Start of INPUT FOR THIS TASK
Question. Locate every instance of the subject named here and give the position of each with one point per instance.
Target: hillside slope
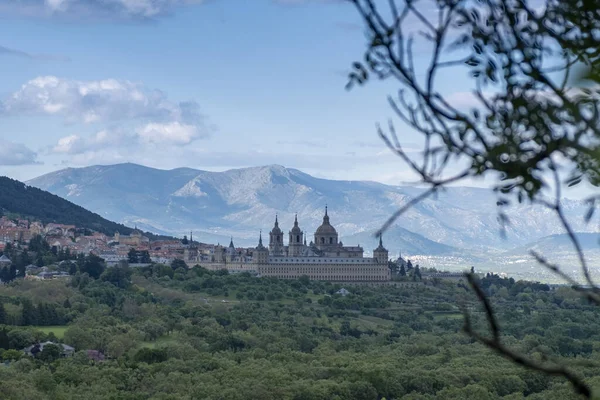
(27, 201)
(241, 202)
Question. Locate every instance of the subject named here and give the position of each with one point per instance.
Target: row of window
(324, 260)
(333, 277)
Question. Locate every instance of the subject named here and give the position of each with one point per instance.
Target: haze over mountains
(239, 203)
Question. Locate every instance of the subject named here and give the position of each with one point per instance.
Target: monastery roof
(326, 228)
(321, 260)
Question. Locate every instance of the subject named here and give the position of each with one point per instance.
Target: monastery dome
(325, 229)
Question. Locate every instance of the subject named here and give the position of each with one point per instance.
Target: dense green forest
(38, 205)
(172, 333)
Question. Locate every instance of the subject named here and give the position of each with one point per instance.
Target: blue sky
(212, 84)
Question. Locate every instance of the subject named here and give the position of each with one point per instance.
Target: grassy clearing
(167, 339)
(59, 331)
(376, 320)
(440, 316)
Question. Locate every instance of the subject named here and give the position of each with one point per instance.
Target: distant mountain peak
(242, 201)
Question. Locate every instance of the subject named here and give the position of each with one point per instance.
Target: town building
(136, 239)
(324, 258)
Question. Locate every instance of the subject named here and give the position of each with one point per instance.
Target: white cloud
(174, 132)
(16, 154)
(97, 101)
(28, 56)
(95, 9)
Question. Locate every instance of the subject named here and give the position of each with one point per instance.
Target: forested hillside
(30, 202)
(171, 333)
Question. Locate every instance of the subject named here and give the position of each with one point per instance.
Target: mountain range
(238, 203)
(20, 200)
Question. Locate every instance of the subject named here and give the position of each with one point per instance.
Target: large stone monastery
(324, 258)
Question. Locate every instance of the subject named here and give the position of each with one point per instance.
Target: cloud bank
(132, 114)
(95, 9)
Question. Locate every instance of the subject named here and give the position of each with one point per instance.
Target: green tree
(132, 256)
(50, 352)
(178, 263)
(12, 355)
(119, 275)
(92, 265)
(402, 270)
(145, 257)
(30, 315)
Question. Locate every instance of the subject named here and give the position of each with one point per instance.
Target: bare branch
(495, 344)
End of INPUT FOR THIS TASK
*PROBLEM REQUIREMENTS*. Set out the material once more, exact in every line, with no images.

*SOLUTION BELOW*.
Question. Locate every instance of the subject named here and give the position of each with one point per instance.
Target: hillside slope
(27, 201)
(241, 202)
Question. Locate every instance of the subject named here and give the position of each with one point per instance.
Target: row of window
(324, 260)
(333, 277)
Question. Locate every instance of the subject named here and give the position of each with one point per instance.
Target: haze over mountains
(239, 203)
Question. Locate every instance of the subject named here and give the position of each with one point per instance.
Target: monastery roof
(326, 228)
(321, 260)
Question. Locate every instance of the subject named here and give the position of each with one point per instance.
Target: monastery dome
(325, 229)
Question. Locate every instance of the subject named here and give the position of each with one point per instance.
Target: dense green forest
(38, 205)
(172, 333)
Question. Locate every instance of the subject named here and give the position of each with one point per instance.
Target: blue sky
(212, 84)
Question. Locate every instance of the subject named here and give the position of each with one point per instance.
Target: grassy clearing
(167, 339)
(59, 331)
(376, 320)
(440, 316)
Question. Locate every instance of the subject named here and give the position of each with one point per instance.
Target: distant mountain peak
(242, 201)
Question. Locate every instance of the subject named here and give the position of each with one point per instance.
Target: town building
(136, 239)
(324, 258)
Question. Locate every instance of the subject named here and give the position of each with one point per instance.
Target: white cloud
(174, 132)
(16, 154)
(97, 101)
(28, 56)
(95, 9)
Question. Locate every instance of the subject named here and give the position of each with one point per instance.
Target: forested hillside
(30, 202)
(171, 333)
Question. Locate every instance of the subject named here and give the position of each with one point per instance.
Target: mountain range
(238, 203)
(20, 200)
Question. Locate every instance of the subject named here and give the position of each with one point per instance.
Target: large stone monastery
(324, 258)
Question. Locate every instance of the subject named here and give the position of each with one point per instance.
Target: cloud bank
(132, 114)
(95, 9)
Question. Locate every instance of the subject named here and give the position of each with one point per instance.
Target: green tree
(132, 256)
(50, 352)
(178, 263)
(12, 355)
(119, 275)
(92, 265)
(402, 270)
(145, 257)
(30, 315)
Question. Locate every instance of the subject named here and give the position of each with one point per instance.
Target: bare branch
(495, 344)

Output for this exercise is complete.